Record set Start Marker

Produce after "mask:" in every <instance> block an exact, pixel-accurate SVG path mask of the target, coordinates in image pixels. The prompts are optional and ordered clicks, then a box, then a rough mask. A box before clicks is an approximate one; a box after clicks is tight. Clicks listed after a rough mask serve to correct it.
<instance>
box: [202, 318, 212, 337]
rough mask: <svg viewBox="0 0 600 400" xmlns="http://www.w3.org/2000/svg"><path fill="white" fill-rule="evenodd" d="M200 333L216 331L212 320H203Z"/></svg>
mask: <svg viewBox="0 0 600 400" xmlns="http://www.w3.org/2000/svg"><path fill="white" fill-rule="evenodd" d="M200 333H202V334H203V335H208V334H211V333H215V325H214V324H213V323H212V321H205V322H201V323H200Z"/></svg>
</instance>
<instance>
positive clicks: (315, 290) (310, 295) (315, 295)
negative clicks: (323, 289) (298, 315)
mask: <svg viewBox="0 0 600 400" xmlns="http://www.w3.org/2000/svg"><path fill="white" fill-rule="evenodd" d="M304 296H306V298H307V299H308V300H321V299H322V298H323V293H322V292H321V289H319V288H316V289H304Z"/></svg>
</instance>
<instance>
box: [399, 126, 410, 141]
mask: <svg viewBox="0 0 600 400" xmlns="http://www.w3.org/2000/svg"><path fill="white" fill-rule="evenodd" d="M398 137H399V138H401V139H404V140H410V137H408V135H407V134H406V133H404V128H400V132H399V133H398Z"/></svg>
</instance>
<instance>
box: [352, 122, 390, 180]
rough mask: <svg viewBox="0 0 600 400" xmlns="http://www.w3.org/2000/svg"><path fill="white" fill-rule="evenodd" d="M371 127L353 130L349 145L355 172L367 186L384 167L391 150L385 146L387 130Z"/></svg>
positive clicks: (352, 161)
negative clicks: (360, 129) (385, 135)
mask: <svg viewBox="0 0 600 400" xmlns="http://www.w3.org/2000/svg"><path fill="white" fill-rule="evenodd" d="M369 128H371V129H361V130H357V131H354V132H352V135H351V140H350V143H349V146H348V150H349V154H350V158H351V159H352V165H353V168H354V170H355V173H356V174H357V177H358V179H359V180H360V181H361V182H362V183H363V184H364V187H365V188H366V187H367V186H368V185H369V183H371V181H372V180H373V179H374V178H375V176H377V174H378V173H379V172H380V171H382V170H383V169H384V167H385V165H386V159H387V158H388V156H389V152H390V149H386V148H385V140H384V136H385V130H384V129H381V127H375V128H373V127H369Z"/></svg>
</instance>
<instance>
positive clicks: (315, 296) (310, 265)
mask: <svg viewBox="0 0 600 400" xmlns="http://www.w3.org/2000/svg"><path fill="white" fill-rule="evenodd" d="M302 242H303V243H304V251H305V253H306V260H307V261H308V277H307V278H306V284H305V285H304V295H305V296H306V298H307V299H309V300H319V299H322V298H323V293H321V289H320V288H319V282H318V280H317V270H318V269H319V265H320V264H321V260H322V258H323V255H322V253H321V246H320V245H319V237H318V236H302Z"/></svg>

Record set End Marker

* [The problem]
Write out the material again, exactly as shown above.

* [Exercise answer]
Produce after "mask:" in every <instance> block an exact, pixel-accurate SVG path mask of the target, coordinates in image pixels. The prompts are optional and ordered clicks, then a box, then a rough mask. A box before clicks is an approximate one; a box after clicks is tight. Clicks listed after a rough mask serve to correct it.
<instance>
box: [202, 318, 212, 337]
rough mask: <svg viewBox="0 0 600 400" xmlns="http://www.w3.org/2000/svg"><path fill="white" fill-rule="evenodd" d="M200 333L216 331L212 320H203Z"/></svg>
mask: <svg viewBox="0 0 600 400" xmlns="http://www.w3.org/2000/svg"><path fill="white" fill-rule="evenodd" d="M200 333H202V334H203V335H208V334H211V333H215V325H214V324H213V323H212V321H205V322H201V323H200Z"/></svg>
</instance>
<instance>
positive clicks: (315, 290) (310, 295) (315, 295)
negative clicks: (323, 289) (298, 315)
mask: <svg viewBox="0 0 600 400" xmlns="http://www.w3.org/2000/svg"><path fill="white" fill-rule="evenodd" d="M304 296H306V298H307V299H308V300H321V299H322V298H323V293H322V292H321V289H319V288H316V289H304Z"/></svg>
</instance>
<instance>
box: [399, 126, 410, 141]
mask: <svg viewBox="0 0 600 400" xmlns="http://www.w3.org/2000/svg"><path fill="white" fill-rule="evenodd" d="M398 137H399V138H401V139H404V140H410V137H408V135H407V134H406V133H404V128H400V132H399V133H398Z"/></svg>
</instance>
<instance>
box: [352, 122, 390, 180]
rough mask: <svg viewBox="0 0 600 400" xmlns="http://www.w3.org/2000/svg"><path fill="white" fill-rule="evenodd" d="M371 127L353 130L349 145L355 172L367 186L384 167L391 150L385 146L387 130Z"/></svg>
positive clicks: (352, 161)
negative clicks: (360, 129) (385, 135)
mask: <svg viewBox="0 0 600 400" xmlns="http://www.w3.org/2000/svg"><path fill="white" fill-rule="evenodd" d="M369 128H371V129H361V130H357V131H354V132H352V135H351V140H350V143H349V146H348V150H349V154H350V158H351V159H352V165H353V168H354V170H355V173H356V174H357V177H358V179H359V180H360V181H361V182H362V183H363V184H364V187H365V188H366V187H367V186H368V185H369V183H371V181H372V180H373V179H374V178H375V176H377V174H378V173H379V172H380V171H382V170H383V169H384V167H385V165H386V159H387V158H388V156H389V152H390V149H386V148H385V140H384V136H385V130H384V129H381V127H375V128H373V127H369Z"/></svg>
</instance>
<instance>
positive clicks: (315, 296) (310, 265)
mask: <svg viewBox="0 0 600 400" xmlns="http://www.w3.org/2000/svg"><path fill="white" fill-rule="evenodd" d="M302 242H303V243H304V251H305V253H306V260H307V261H308V277H307V278H306V284H305V285H304V295H305V296H306V298H307V299H309V300H319V299H322V298H323V293H321V289H320V288H319V282H318V280H317V270H318V269H319V265H320V264H321V260H322V258H323V255H322V253H321V246H320V245H319V237H318V236H302Z"/></svg>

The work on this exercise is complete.